→ **EXCERPT TO READ**:
___
# Arnie.



## madison (Aug 23, 2009)




----------



## Kempo_JuJitsu_Guy (Jun 8, 2009)

Oh dear lord, what the hell happened? Is it me or does he look like Professor Farnswerth off of Futurama?


----------



## Kunoichi (Sep 30, 2007)

Kempo_JuJitsu_Guy said:


> Oh dear lord, what the hell happened?


(Drumroll)

He got old.


----------



## Kempo_JuJitsu_Guy (Jun 8, 2009)

Ronnie Coleman (bodybuilder) is almost as old as him and doesn't look anything like this.


----------



## djkt (Oct 8, 2008)

Almost as old????

Ronnie's 45..... Arnie's 62!!!! Bit of a difference there!

Plus Arnie doesn't lift or body build any more, hence the deterioration!

Where as even though Ronnie is not currently competing he is still jacked up on steds and lifting!


----------



## Kempo_JuJitsu_Guy (Jun 8, 2009)

Ronnie's only 45? I thought he was older than that (hmmm must be a senile moment, it's been one of those days). Ah not lifting anymore might have been the big give away really.


----------



## PrideNeverDies (Sep 28, 2008)

We do know that we get older right ? so we cant stay in our peak condition ?

Add to the fact, Arnie is govenor of california so he cant spend time in the gym or take steroids now , where as other builders can

He's still damn chubby though ..

Yeah he does look like the guy from futurama


----------



## Razorstorm (Aug 6, 2009)

awww give him a break hes 62 and has achieved quite alot in his life. Think hes got the right to eat some cakes now


----------



## woodscreative (Aug 3, 2009)

It's not arnie.... it's Quaid!!!!! LOL.


----------



## AndyMulz (Apr 6, 2009)

jeevan said:


> Add to the fact, Arnie is govenor of california so he cant spend time in the gym or take steroids now , where as other builders can


Exactly haha.

What happened? He became a Govenor , body building hardly becomes a priorty.


----------



## marc (Jul 16, 2007)

The now pic was taken about 5 years ago ive seen this loads of times - as said above the man is in his 60's and is no longer a bodybuilder


----------



## woodscreative (Aug 3, 2009)

AndyMulz said:


> Exactly haha.
> 
> What happened? He became a Govenor , body building hardly becomes a priorty.


He's stopped *body* building, but moved on to *building* bridges between communities and advocating policy through government. Building *relationships*. Building* ideas *.... oh crap you get the picture :laugh::laugh::laugh::laugh:


----------



## PrideNeverDies (Sep 28, 2008)

Though to be fair, has anyone seen how built Vince McMahon is !


----------
___
→ **GIVEN EXERCISE 1**:
Answer these questions about the Arnie thread:
(a) What ages does djkt give for Ronnie and Arnie?
(b) What office does PrideNeverDies say Arnie holds?
(c) According to marc, about how long ago was the "now" pic taken?
→ **GIVEN EXERCISE 2**:
From the Arnie thread, write out the stretch from "We do know that" through "chubby though ..".
→ **GIVEN EXERCISE 3**:
In the Arnie thread, restate the paragraph beginning "The now pic was taken" in one shorter sentence, keeping its main facts.

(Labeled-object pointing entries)
___
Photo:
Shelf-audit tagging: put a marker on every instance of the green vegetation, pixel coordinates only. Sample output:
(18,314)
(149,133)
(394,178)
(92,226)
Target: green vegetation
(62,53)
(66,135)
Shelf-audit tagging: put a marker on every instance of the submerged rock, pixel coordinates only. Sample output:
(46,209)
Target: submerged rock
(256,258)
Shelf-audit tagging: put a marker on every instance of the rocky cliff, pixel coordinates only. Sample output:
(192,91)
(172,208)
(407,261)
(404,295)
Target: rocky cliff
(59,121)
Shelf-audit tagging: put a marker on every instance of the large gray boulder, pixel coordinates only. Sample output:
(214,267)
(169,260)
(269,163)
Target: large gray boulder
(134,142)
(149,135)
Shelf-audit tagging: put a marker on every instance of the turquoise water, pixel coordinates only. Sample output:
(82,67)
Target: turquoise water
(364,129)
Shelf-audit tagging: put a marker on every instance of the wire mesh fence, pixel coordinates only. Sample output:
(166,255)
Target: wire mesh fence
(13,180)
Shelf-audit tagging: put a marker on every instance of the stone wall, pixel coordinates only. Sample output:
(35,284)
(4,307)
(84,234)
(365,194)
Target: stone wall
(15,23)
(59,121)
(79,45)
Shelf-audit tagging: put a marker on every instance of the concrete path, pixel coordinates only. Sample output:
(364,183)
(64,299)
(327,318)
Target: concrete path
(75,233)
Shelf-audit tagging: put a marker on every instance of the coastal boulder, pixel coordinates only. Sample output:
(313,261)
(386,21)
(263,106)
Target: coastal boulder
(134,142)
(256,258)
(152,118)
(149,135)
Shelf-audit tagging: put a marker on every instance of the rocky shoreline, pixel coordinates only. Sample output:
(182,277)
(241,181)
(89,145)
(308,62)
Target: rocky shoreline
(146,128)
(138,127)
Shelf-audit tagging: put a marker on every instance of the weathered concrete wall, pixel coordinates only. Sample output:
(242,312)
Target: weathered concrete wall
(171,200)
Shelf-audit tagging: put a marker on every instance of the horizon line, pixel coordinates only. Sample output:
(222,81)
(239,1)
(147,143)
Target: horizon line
___
→ **RIGHT ANSWER 1**:
(a) Ronnie is 45 and Arnie is 62.
(b) Governor of California.
(c) About 5 years ago.

→ **RIGHT ANSWER 2**:
We do know that we get older right ? so we cant stay in our peak condition ?

Add to the fact, Arnie is govenor of california so he cant spend time in the gym or take steroids now , where as other builders can

He's still damn chubby though ..

→ **RIGHT ANSWER 3**:
The recent photo, often seen, is about five years old, and the man is in his sixties and no longer a bodybuilder.